— Begin Supplied information —
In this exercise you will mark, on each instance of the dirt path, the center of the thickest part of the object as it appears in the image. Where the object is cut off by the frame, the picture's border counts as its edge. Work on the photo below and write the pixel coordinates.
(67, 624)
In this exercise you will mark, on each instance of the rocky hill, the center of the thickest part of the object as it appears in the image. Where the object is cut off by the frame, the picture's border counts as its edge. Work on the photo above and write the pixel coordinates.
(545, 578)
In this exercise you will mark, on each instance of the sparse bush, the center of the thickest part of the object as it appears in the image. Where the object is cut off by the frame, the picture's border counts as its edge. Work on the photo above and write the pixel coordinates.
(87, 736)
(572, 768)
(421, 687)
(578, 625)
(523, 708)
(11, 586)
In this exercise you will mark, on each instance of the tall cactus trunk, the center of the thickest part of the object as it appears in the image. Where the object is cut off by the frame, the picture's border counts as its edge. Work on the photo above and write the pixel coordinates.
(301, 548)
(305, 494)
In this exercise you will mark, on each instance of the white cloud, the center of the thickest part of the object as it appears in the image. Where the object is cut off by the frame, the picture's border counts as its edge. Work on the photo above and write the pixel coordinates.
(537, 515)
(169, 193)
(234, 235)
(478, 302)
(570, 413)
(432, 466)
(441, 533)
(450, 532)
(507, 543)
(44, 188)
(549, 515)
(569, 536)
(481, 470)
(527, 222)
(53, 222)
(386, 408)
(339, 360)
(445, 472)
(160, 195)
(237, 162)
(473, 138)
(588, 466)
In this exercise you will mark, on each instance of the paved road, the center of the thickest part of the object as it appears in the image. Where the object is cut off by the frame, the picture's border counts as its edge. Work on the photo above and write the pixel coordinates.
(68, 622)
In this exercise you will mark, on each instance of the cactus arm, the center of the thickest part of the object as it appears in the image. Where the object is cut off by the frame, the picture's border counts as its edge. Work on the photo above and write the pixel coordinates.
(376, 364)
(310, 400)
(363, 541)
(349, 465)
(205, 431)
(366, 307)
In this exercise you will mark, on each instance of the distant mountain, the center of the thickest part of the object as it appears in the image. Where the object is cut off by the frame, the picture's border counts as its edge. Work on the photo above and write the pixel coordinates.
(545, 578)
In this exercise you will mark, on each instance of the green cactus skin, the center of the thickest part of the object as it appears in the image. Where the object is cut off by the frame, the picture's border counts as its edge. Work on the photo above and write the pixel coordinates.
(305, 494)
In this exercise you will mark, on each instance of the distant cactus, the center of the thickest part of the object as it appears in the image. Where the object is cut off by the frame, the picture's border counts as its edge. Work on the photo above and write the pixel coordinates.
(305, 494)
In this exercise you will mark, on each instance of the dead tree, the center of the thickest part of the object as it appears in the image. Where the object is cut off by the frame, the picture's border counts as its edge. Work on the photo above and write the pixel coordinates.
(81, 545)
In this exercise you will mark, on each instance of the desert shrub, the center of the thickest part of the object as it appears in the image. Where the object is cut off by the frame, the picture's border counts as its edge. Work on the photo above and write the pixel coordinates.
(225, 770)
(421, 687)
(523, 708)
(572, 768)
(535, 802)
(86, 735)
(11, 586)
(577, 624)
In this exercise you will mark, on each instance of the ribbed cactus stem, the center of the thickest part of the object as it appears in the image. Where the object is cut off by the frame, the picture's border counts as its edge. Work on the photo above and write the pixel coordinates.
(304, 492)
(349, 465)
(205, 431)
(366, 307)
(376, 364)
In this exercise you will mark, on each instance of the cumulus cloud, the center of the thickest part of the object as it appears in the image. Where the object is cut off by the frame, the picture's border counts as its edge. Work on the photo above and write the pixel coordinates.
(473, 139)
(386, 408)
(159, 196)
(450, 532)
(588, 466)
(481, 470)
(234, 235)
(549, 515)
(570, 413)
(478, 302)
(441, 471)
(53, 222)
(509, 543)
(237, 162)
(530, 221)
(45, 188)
— End Supplied information —
> **Description of the task**
Write out every item above again, substituting "widest part" for "thickest part" and leaving everything else unchanged.

> **Task response**
In this exercise you will mark, on each instance of the dirt path, the center of the widest part of the object as it appears in the image. Where the object is cut off by the frame, the picture's border counts as its edge. Work on the photo below and write the pixel coordinates.
(67, 624)
In this exercise you will mark, on each instance of the rocky hill, the center of the widest part of the object as it appears in the image. Where the object is cut off by the frame, the picture's border counts as its edge. Work on the photo above and write the pixel coordinates.
(545, 578)
In this exercise you will mark, on each instance of the sparse bush, the center of the widest part of the object as it appears in the image. Where the object is cut off by the frame, the picture's border counts as its edge. Work on the photo above and write the pixel coordinates.
(87, 736)
(572, 768)
(421, 687)
(578, 625)
(523, 708)
(11, 586)
In this exercise you will mark, on each instance of the tall cactus trunk, the center of the widest part of the object as it appears in the image. Where the object is cut off by the frame, the picture's border counts as its edge. Work on the photo above and write the pixel coordinates.
(301, 548)
(305, 494)
In this exercise you will mark, on each instance of the white cloud, the center of the widest part of the object as it appears in the image. Where the object is cut off by the frame, the picture's border counts as its edge. Work on the photo above and write the pixel coordinates.
(537, 515)
(169, 193)
(234, 235)
(478, 302)
(570, 413)
(432, 466)
(441, 533)
(450, 532)
(507, 543)
(44, 188)
(549, 515)
(569, 536)
(481, 470)
(527, 222)
(53, 222)
(386, 408)
(339, 360)
(445, 472)
(160, 195)
(237, 162)
(473, 138)
(588, 466)
In this exercise you will mark, on each instance of the paved road, the center of the widest part of the object as it appears in the image. Where the object is cut off by the frame, the picture's border counts as its edge. Work on the photo above and write the pixel coordinates.
(68, 622)
In this exercise you will mark, on each instance of the cactus arm, the center of the widest part of the object as it appears in the image. Where the object is cut off by the frame, the picture's border counts as its edge. Work on the photo above and write the pixel coordinates.
(376, 364)
(310, 400)
(363, 541)
(349, 465)
(205, 431)
(366, 307)
In this exercise you will mark, on each instance of the distant mountain, the center of the widest part of the object as it appears in the image. Where the object is cut off by the frame, the picture's border counts as its edge. Work on the photo above and write the pixel coordinates.
(545, 578)
In this exercise you will mark, on each instance of the green cactus skin, the center of the widest part of the object as it appears in the image. Where the object is cut off by the frame, the picture's border counts as its edge. Work on the photo above and write the pixel coordinates.
(305, 494)
In this exercise you will mark, on each instance of the distant cactus, the center of the widest part of the object as it appears in the image. Where the object is cut off by the frame, the picture's border counts as its edge. Work on the photo above and write the pixel coordinates.
(305, 494)
In this exercise you will mark, on each instance of the dead tree, the center of the widest part of the object as it appears in the image. Where the object is cut off by the frame, the picture's border counts as its edge. Work on the photo above and write the pixel coordinates.
(81, 545)
In this exercise you will mark, on each instance of the desert shrub, the center of the widest part of the object as it appears in the image. Where the object is cut off by the frame, the picture's border counts as its edge. Work on the photo above and write the pixel coordinates.
(225, 770)
(421, 687)
(523, 708)
(572, 768)
(535, 802)
(86, 735)
(11, 586)
(577, 624)
In this exercise you will mark, on each instance of the ribbed cactus stem, the center of the widest part of the object as it appears in the image. Where the object is cut off by the frame, the picture's border counts as its edge. Work on the photo above and write the pixel coordinates.
(304, 492)
(349, 465)
(205, 431)
(366, 307)
(376, 364)
In this exercise you will mark, on each instance of the cumulus cloud, the center of the widest part of the object as it appears in the image. Where the object is cut off by the frame, the picture's border counts as its edge. Work on the photo above and write the pixel coordinates.
(473, 139)
(386, 408)
(159, 196)
(450, 532)
(588, 466)
(481, 470)
(234, 235)
(549, 515)
(570, 413)
(478, 302)
(441, 471)
(53, 222)
(509, 543)
(237, 162)
(530, 221)
(45, 188)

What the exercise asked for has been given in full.